Work task: The lines to output run from the first line of the entries below through the line containing "instance of reflection"; copy them exactly and leave out pictures.

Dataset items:
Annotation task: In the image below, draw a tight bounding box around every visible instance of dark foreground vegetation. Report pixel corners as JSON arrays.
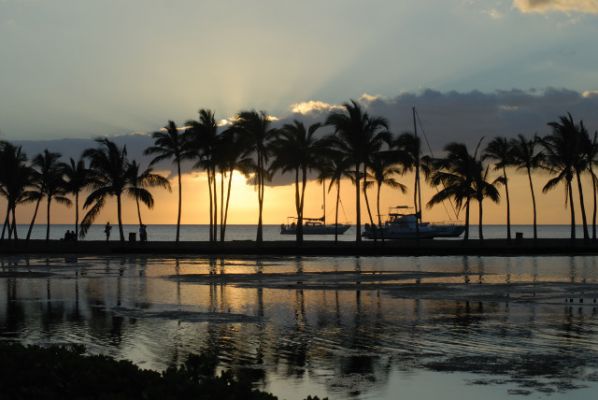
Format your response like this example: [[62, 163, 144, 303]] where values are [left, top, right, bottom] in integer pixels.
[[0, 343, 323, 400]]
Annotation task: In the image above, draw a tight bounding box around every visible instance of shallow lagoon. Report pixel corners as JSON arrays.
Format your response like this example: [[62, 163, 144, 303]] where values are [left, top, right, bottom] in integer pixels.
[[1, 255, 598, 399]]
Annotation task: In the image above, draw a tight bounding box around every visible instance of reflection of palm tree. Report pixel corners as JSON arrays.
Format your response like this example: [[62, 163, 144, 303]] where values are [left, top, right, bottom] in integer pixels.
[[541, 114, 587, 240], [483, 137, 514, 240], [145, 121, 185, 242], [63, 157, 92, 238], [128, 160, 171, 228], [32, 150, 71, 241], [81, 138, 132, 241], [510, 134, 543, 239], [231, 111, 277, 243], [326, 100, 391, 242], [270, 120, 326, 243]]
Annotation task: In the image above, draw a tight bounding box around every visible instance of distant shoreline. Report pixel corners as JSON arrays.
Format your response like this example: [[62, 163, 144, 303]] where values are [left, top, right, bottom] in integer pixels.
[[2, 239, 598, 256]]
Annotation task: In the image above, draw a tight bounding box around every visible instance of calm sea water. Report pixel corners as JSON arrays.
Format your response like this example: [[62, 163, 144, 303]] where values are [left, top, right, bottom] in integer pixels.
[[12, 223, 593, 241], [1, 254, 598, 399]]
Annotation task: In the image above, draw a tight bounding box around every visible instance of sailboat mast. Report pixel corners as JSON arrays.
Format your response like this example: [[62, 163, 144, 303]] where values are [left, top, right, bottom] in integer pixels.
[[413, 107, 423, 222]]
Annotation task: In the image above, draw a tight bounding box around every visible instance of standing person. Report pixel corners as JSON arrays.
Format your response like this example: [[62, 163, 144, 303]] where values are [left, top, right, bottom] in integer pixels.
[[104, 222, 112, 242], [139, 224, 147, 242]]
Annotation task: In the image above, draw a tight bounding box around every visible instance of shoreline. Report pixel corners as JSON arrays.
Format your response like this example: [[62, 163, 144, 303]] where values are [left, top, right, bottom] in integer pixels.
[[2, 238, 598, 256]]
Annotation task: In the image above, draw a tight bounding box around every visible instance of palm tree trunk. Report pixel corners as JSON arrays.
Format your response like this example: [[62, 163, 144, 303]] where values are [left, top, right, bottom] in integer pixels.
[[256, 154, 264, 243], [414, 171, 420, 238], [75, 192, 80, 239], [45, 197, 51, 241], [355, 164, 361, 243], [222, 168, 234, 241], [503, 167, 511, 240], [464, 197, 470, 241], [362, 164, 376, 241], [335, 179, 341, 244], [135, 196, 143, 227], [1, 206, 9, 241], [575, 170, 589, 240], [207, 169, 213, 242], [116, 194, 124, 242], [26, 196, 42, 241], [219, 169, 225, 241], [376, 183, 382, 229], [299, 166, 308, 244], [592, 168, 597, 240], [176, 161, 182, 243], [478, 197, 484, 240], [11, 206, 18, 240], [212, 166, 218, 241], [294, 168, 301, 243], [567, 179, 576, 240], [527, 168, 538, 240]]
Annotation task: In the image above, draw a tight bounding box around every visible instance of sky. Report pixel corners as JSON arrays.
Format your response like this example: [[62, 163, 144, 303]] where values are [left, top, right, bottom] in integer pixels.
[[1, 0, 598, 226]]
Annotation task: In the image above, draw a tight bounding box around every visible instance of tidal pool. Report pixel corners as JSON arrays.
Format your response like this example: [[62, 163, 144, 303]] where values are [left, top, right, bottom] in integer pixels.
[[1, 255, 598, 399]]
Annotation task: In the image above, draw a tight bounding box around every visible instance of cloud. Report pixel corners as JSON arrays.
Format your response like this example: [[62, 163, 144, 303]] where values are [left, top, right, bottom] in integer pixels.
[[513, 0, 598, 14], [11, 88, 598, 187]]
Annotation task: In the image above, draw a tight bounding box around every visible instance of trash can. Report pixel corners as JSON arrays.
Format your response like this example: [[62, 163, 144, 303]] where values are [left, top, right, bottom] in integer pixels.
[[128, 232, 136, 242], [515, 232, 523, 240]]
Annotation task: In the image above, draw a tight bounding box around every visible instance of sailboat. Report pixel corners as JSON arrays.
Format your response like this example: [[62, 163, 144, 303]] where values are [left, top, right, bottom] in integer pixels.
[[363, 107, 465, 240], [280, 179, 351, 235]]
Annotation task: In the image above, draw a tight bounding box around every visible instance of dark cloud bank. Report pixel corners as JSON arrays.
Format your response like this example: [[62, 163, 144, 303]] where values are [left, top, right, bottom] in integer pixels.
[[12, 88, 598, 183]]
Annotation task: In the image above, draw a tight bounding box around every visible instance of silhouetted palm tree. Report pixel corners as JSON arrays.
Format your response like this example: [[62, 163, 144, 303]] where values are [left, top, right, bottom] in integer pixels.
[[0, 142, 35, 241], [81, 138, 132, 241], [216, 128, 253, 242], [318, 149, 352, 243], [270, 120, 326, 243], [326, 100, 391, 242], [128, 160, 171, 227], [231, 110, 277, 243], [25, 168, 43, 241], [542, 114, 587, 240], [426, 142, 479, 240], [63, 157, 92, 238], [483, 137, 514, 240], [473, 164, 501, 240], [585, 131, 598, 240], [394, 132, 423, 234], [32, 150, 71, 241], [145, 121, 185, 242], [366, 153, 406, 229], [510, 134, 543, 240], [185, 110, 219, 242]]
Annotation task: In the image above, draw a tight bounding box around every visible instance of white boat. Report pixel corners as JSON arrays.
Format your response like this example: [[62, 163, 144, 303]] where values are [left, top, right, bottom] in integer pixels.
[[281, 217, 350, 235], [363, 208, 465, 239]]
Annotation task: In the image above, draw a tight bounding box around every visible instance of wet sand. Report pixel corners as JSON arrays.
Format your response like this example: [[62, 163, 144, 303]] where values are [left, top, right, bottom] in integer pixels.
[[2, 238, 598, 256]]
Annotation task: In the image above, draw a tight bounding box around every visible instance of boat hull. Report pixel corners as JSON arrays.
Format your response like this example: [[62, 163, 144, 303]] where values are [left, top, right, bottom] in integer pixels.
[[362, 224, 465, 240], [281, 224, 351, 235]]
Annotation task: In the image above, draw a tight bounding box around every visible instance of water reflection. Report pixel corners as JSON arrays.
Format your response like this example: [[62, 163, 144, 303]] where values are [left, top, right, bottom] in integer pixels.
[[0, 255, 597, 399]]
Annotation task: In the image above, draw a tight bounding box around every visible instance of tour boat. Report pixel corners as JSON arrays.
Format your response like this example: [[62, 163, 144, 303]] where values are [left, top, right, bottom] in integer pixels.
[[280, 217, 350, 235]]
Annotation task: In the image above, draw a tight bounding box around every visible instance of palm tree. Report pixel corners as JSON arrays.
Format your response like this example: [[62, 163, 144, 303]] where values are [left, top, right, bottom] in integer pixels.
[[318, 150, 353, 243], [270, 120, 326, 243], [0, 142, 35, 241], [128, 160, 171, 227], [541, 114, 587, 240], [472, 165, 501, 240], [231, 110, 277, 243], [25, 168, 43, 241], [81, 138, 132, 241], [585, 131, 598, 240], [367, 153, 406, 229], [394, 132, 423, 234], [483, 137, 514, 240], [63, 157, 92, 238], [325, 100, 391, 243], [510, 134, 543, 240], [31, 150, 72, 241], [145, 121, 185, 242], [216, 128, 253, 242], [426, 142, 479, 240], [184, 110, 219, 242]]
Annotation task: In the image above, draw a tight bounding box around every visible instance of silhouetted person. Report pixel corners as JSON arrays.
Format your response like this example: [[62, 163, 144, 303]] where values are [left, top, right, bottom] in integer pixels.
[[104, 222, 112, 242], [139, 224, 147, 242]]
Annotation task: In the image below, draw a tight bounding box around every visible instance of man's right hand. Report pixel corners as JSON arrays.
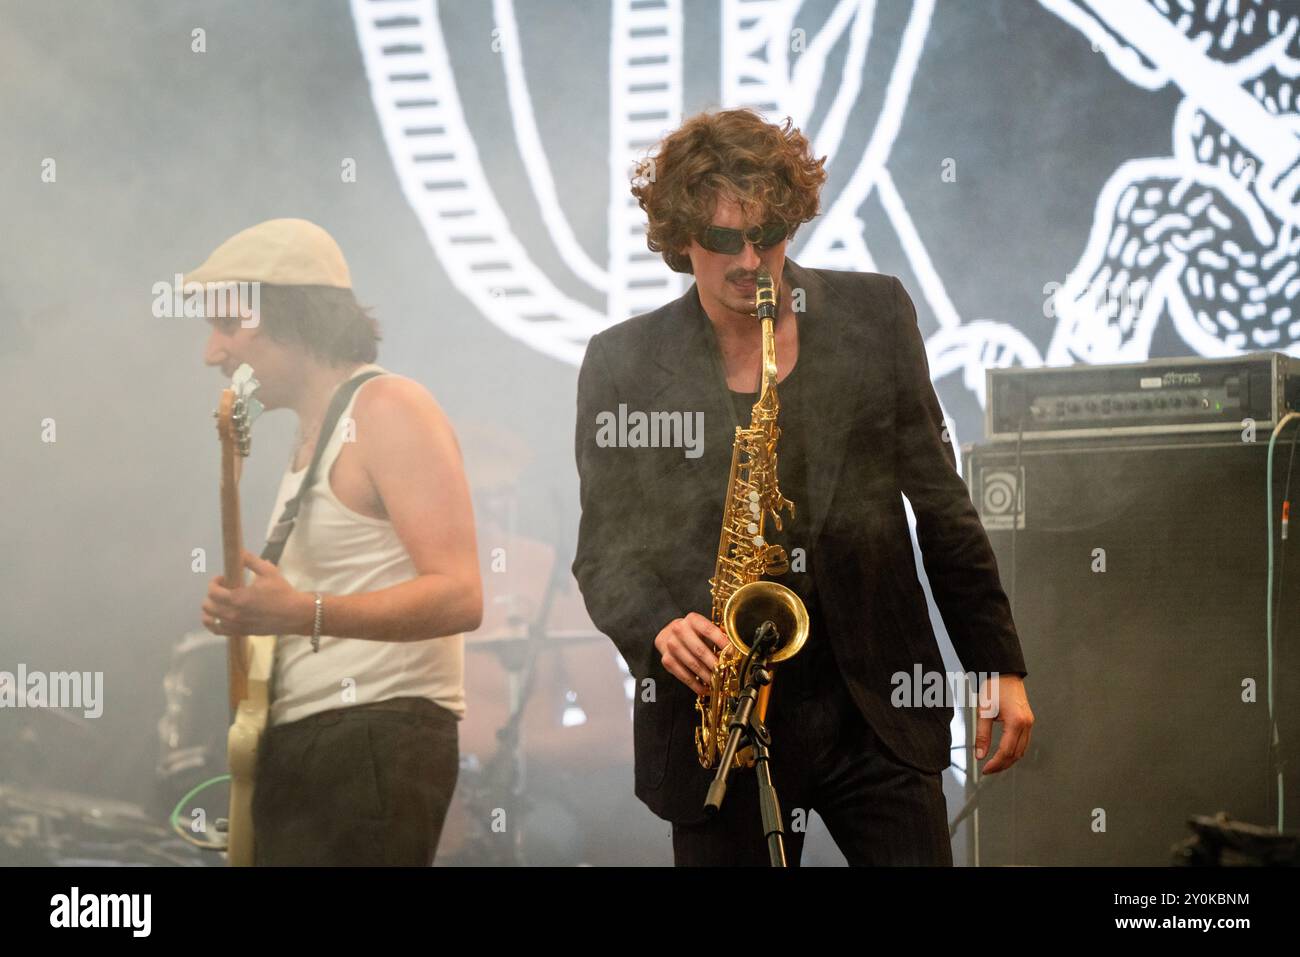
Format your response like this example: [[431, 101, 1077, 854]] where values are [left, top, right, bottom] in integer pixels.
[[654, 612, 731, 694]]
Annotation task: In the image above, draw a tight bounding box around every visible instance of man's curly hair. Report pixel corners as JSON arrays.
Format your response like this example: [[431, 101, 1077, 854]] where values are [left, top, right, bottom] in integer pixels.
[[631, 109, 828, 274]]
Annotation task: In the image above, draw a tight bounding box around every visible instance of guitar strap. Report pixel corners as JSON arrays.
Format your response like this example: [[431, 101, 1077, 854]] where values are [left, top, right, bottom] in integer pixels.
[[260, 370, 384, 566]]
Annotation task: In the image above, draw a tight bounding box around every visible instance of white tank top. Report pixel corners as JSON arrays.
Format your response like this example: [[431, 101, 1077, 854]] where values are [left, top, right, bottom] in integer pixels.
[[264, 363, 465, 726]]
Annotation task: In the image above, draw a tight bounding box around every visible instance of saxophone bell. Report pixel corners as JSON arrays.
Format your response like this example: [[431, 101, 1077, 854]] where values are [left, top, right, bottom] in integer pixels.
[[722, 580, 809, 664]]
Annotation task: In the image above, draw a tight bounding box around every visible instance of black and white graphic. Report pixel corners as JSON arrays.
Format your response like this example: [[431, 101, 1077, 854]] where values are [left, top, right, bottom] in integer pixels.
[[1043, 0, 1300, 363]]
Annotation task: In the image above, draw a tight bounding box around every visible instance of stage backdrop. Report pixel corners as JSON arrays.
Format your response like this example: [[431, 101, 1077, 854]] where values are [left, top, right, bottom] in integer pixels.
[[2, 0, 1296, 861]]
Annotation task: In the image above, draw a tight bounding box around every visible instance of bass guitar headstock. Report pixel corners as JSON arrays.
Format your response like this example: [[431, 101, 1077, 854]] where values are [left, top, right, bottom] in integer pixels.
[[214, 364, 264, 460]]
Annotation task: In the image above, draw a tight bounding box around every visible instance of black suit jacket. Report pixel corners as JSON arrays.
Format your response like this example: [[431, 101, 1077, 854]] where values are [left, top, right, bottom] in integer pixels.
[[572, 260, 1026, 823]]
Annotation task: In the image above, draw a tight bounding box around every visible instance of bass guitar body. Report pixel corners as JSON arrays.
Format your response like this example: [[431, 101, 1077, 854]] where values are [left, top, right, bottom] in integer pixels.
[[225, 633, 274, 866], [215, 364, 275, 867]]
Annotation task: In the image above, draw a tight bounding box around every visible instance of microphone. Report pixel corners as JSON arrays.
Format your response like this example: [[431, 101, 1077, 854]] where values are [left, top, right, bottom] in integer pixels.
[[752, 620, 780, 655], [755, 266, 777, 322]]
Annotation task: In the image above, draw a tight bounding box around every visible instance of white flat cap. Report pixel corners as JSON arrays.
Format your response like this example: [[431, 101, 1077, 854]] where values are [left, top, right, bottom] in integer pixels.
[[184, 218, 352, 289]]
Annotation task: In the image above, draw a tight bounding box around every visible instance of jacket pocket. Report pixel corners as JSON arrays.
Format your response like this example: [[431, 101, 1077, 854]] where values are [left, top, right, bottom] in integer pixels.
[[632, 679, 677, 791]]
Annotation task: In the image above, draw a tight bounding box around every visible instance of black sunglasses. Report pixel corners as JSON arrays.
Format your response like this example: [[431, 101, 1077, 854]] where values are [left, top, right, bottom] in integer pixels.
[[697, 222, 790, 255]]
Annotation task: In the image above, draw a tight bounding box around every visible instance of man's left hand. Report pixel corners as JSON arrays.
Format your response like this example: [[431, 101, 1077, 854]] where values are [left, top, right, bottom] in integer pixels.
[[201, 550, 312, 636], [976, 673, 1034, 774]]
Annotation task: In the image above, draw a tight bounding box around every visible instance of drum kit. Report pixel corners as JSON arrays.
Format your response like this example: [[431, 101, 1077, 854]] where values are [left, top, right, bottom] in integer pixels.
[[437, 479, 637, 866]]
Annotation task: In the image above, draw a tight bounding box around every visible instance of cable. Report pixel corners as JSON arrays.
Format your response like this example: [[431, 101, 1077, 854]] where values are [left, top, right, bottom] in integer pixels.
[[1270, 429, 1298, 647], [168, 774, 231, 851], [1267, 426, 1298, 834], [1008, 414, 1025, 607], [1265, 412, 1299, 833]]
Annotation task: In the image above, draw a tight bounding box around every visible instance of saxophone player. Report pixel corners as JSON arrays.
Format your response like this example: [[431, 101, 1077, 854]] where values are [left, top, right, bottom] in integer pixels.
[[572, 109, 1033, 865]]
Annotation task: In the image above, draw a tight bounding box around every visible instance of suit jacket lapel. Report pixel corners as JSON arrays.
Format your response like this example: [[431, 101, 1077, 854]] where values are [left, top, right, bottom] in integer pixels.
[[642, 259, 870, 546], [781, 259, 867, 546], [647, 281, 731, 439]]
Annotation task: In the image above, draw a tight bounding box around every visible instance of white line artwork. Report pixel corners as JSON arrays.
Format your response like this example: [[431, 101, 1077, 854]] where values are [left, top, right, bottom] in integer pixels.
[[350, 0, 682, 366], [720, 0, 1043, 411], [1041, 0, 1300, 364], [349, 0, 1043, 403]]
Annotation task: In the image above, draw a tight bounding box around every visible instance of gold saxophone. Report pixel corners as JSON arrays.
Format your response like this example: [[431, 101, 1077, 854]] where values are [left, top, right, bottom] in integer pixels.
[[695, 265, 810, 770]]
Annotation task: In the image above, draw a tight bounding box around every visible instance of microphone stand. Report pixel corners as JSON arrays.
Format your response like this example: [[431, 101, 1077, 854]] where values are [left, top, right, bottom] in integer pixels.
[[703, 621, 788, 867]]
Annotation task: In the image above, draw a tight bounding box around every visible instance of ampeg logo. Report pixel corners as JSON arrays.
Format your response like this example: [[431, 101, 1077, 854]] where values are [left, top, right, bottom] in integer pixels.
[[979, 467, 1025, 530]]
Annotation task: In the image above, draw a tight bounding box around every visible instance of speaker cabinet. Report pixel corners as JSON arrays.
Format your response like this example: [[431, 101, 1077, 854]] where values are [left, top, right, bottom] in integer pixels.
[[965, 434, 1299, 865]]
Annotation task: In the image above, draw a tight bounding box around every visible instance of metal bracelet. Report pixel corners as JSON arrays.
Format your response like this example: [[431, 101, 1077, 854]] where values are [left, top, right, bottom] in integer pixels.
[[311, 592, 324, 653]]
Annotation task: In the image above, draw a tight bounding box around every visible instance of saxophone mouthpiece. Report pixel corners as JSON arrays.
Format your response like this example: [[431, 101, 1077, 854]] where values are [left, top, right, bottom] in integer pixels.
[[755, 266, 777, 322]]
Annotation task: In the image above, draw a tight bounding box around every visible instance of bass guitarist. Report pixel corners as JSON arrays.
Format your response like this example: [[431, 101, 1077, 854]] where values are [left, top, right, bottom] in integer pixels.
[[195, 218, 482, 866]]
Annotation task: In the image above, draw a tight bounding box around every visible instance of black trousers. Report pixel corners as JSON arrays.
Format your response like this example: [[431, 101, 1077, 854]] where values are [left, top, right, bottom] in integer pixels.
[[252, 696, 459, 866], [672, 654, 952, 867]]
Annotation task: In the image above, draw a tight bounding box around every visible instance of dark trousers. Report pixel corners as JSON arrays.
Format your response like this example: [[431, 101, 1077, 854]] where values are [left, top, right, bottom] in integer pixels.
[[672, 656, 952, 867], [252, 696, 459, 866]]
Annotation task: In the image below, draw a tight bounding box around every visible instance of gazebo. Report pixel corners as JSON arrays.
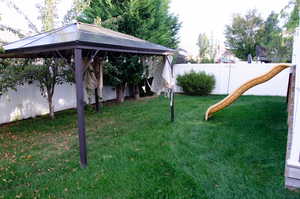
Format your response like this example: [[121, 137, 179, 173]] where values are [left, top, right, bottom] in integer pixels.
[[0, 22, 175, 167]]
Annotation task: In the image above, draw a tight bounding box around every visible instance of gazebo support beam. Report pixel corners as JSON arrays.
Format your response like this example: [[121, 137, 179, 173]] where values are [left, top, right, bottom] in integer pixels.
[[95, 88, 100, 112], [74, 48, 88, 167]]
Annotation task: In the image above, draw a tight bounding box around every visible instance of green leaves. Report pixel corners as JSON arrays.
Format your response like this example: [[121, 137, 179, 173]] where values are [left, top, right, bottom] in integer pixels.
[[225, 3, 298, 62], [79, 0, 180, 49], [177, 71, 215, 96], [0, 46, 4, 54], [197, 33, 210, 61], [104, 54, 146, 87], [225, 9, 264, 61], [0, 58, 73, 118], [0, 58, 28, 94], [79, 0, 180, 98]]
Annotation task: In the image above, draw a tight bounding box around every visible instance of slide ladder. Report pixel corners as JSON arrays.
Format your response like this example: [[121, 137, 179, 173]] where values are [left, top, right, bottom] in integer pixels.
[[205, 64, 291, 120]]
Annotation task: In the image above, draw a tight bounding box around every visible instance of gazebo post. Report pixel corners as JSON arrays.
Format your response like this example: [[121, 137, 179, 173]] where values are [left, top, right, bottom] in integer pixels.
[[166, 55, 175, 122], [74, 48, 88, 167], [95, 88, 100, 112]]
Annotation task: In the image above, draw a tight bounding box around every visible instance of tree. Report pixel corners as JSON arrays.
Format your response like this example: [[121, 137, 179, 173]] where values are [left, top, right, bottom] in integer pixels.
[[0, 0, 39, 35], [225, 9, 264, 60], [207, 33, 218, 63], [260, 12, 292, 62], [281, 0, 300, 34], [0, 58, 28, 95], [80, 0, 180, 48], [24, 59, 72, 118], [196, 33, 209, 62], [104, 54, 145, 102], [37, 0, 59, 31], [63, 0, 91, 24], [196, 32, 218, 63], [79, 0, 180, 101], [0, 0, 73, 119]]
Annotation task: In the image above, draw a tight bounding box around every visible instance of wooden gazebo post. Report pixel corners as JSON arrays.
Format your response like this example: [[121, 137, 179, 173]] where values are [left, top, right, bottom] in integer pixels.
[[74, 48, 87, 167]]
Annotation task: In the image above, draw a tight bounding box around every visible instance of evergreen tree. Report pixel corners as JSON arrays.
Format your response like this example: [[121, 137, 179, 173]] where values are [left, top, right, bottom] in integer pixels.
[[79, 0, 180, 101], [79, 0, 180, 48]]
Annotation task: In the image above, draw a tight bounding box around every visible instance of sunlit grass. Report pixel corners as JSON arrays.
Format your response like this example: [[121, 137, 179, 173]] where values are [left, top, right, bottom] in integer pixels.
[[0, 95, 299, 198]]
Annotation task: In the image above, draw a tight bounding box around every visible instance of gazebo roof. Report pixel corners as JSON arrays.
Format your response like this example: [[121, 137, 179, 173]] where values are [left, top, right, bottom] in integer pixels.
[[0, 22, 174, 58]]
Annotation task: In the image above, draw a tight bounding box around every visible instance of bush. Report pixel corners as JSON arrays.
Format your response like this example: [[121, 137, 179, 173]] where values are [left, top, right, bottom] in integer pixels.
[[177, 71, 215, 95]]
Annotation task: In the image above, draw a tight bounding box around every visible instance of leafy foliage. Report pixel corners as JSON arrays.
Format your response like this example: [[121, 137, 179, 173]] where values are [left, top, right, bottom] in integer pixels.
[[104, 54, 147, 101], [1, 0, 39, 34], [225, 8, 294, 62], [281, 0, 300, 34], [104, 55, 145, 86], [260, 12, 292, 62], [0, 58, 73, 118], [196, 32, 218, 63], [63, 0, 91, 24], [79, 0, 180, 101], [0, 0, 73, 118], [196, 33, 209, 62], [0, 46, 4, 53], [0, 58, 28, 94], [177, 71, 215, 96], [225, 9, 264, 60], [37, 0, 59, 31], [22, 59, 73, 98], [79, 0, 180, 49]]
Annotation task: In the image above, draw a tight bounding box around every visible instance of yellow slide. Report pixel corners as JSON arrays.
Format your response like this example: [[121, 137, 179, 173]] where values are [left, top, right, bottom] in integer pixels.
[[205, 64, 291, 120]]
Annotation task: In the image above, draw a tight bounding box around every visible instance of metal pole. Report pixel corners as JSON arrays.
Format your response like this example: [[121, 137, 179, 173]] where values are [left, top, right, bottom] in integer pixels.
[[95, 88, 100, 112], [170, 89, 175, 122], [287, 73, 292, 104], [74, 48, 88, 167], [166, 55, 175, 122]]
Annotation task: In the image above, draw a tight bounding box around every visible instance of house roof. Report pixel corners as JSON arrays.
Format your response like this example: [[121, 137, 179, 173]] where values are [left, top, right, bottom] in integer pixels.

Answer for this exercise:
Annotation task: In the image below, draw a tight bounding box around every visible instance of dark foreground vegetation. Report pixel corners as JSON arrays.
Format your response like this example: [[62, 163, 144, 303]] where values are [left, top, right, bottom] in integer pixels.
[[0, 343, 323, 400]]
Annotation task: In the image above, draw a tight bounding box around every visible instance of shallow lagoon. Report pixel corners as JSON arrays.
Format your response like this example: [[62, 163, 144, 303]] where values are [left, top, right, bottom] in integer pixels.
[[1, 255, 598, 399]]
Annotation task: In the image above, draw a tight bounding box around every visible instance of reflection of palm tree. Report pixel corners as JSON arrays.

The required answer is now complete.